▶ **Exercise objective**:
The lines wanted are those in the data below that include "detect".
Start of Records supplied
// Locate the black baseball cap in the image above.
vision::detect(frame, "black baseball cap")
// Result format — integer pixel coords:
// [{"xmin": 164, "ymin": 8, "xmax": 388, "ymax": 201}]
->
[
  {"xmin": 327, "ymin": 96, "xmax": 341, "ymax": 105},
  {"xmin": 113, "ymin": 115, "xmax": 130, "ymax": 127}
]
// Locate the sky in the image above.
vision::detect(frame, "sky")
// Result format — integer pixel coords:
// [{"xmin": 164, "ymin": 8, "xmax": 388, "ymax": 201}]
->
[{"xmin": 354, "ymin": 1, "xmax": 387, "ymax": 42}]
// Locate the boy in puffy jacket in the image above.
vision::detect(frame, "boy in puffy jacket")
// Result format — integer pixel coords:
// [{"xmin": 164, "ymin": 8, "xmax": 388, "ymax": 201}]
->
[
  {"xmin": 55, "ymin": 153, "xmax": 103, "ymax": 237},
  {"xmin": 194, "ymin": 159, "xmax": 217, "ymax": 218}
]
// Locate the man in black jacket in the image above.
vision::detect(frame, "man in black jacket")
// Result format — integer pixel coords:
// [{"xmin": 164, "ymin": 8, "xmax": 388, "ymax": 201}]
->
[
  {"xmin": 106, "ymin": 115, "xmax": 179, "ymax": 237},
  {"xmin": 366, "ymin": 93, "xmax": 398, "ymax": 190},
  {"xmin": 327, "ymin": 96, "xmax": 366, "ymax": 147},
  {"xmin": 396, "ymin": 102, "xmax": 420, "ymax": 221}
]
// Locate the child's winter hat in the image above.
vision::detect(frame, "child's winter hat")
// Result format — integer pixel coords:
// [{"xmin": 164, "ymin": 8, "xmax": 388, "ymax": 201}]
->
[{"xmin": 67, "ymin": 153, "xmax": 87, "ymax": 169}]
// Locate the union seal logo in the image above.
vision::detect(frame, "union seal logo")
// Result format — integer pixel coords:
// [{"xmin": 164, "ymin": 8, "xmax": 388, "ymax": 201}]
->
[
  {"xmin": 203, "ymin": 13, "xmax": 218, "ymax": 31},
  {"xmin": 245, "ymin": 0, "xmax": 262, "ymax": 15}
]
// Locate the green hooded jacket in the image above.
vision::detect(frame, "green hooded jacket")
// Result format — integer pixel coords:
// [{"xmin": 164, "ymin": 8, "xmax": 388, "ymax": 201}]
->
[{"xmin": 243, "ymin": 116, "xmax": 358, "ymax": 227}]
End of Records supplied
▶ **Result**:
vision::detect(frame, "black baseball cap")
vision::detect(frame, "sky")
vision::detect(frame, "boy in puffy jacket")
vision::detect(frame, "man in black jacket")
vision::detect(frame, "child's winter hat")
vision::detect(frame, "union seal logo")
vision::detect(frame, "green hooded jacket")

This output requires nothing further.